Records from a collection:
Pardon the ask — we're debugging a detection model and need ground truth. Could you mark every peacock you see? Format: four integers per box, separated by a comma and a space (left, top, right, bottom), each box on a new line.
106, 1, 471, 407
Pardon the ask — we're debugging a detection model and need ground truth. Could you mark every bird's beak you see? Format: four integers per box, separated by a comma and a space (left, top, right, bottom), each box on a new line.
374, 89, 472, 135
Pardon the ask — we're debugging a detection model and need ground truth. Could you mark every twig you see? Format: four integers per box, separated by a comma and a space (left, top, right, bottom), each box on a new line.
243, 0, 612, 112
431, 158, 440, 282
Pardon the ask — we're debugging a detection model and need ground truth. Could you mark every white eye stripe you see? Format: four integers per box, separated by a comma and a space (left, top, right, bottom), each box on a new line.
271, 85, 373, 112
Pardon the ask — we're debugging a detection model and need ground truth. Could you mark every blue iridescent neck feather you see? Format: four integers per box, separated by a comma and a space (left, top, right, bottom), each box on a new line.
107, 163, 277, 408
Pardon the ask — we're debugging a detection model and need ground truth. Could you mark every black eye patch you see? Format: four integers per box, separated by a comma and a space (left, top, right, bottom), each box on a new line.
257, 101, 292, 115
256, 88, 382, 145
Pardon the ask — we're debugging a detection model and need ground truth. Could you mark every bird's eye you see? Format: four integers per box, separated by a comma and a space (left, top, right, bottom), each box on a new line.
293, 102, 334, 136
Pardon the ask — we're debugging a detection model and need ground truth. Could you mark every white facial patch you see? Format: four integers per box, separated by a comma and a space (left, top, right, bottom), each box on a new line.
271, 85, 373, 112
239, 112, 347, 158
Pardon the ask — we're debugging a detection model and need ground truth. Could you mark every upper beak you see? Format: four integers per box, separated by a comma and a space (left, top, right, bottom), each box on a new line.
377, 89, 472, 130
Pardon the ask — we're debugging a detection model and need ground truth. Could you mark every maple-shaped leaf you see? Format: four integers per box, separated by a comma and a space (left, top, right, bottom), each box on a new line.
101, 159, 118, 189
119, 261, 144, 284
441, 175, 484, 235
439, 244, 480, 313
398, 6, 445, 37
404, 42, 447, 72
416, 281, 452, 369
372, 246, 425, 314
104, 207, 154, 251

## [WHAT IS EXPECTED]
Every entry must be output again exactly as it was given.

## [REPLY]
Pardon the ask — we're debugging a detection model and need ground truth. Could you mark every peacock you see? Format: four integers per box, separated by a comma and a space (left, top, right, bottom), each box on a new line.
106, 1, 471, 407
Pardon the ask — we're debugging a detection model and need ground truth. Could you mark every bird's beak you see? Format: four integers per box, separated by a comma and a space (left, top, right, bottom), each box on a new line.
374, 89, 472, 135
Pardon the ask — we're debugging a detection model and need ground truth. Could you mark every twig you see? Format: four integers per box, separated by a comma and a space (left, top, right, bottom), each box on a new line.
243, 0, 612, 112
431, 158, 440, 282
Pardon the ask — we're debugging a detection model and need ground truth. Could you mark every white eye stripe you see? Format: four integers per box, separated by a comma and a space (left, top, right, bottom), each box on a new line.
271, 85, 373, 112
Pardon the ask — we're debugging a detection model and need ground truth. Could you mark every blue iridescent neck feather you see? Format: four integers per box, separated by a comma and a space (left, top, right, bottom), each box on a new line.
107, 163, 277, 408
Pardon the ask — we're debugging a detection model and need ground truth. Could you mark every black eye patch you see? Format: four integers per box, separated by a comma and a space (left, top, right, bottom), each box on a new line.
257, 101, 292, 115
256, 88, 382, 145
Pardon the ask — we're debugging a detection model and need ground truth. Could you mark every bird's eye you see? Format: four integers per box, separated by a comma and a space (left, top, right, bottom), each box on a new line.
293, 102, 334, 136
Pardon the ask — we're debugging a detection model and need ground truth. Could you mark every white facial patch you see? Format: four integers per box, separated by a comma and a space (left, top, right, bottom), each box on a new line.
271, 85, 373, 112
239, 112, 347, 158
Pardon the ask — we're debugging a detection model and need ground truth. Could you mark every upper beak you see? Format: four integers per box, separated by a comma and a space (left, top, right, bottom), each box on a new line.
377, 89, 472, 130
Pardon the ask — we're debugging a detection model and need ground truth. Could you mark every maple-shaped leaf you see? Format: four integers per box, separated by a comma and a space (left, top, right, bottom), each box on a new line.
101, 159, 118, 189
119, 261, 144, 284
441, 175, 484, 235
439, 244, 480, 313
398, 6, 445, 37
404, 42, 447, 72
416, 281, 452, 369
372, 246, 425, 314
104, 207, 154, 251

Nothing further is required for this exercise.